> **Task instructions**:
In the data below, find every line with the word "wrist" and copy it.

> **Source material**:
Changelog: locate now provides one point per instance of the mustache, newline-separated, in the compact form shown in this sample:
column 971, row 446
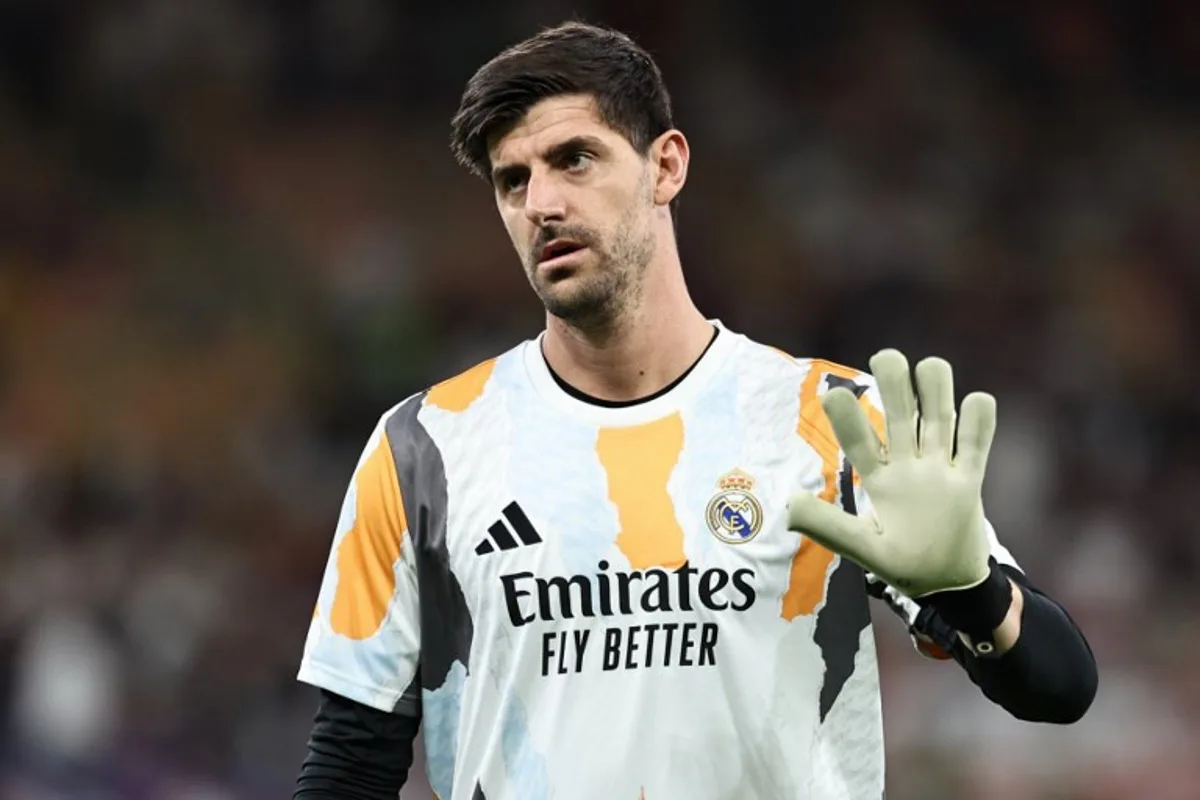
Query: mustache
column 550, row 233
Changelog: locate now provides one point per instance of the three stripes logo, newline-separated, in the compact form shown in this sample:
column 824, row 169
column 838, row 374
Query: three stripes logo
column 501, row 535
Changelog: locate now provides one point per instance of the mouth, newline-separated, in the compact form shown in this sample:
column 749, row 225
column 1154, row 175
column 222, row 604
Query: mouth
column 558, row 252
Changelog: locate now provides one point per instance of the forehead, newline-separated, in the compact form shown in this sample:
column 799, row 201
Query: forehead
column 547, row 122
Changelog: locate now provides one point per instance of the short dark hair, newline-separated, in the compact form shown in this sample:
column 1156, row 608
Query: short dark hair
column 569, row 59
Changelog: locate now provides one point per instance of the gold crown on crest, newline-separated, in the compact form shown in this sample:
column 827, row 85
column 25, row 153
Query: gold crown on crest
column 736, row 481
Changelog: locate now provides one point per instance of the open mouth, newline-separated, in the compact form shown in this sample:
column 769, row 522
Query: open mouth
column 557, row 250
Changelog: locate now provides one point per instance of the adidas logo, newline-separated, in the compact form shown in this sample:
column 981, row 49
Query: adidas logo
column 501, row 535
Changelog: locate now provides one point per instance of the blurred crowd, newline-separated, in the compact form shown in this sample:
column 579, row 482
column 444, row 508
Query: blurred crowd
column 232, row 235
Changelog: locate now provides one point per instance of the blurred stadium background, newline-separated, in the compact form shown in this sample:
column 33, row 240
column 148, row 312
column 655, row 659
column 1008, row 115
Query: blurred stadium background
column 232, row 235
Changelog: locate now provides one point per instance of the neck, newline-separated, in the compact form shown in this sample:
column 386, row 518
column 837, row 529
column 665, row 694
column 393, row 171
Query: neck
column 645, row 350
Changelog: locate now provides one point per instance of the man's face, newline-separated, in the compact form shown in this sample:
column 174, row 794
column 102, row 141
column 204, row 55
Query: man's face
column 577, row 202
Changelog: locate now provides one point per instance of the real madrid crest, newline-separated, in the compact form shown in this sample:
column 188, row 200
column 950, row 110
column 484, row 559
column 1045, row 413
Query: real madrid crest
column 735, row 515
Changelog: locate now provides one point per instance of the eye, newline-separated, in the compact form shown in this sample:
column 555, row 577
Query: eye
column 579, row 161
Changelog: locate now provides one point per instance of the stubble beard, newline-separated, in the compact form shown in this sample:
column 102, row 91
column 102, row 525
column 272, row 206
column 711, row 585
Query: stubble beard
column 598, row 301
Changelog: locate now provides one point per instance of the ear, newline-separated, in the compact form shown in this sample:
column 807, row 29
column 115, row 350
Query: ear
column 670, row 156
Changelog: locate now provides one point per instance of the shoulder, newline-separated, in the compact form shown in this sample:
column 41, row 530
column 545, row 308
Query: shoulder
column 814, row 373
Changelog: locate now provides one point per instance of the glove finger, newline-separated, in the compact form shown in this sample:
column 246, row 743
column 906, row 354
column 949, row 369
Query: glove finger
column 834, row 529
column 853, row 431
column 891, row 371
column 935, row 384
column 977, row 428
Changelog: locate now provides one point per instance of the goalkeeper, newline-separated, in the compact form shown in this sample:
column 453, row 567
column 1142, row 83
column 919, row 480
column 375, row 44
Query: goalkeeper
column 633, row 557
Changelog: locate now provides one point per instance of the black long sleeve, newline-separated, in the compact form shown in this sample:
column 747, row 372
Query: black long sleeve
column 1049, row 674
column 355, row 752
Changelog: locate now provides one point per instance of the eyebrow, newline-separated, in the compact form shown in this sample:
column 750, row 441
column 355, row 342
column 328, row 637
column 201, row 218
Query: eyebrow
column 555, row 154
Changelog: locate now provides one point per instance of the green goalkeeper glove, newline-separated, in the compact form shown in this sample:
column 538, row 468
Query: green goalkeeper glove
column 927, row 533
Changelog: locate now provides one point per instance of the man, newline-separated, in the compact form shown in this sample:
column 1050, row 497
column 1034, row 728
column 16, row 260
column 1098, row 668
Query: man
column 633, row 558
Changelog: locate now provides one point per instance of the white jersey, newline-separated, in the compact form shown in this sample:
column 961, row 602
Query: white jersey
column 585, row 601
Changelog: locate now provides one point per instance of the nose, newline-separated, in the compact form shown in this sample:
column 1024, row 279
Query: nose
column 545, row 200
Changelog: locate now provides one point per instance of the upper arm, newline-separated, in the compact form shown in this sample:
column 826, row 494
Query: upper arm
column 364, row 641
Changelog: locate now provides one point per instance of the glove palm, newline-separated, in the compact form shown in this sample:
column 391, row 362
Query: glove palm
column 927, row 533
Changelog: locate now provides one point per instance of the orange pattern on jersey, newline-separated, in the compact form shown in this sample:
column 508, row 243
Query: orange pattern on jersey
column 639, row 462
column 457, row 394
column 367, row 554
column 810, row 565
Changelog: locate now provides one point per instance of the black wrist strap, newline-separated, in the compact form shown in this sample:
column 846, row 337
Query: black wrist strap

> **Answer**:
Changelog: locate now provides one point per instance of the black wrist strap, newline-separated, in the compact form shown in this sample:
Query: black wrist strap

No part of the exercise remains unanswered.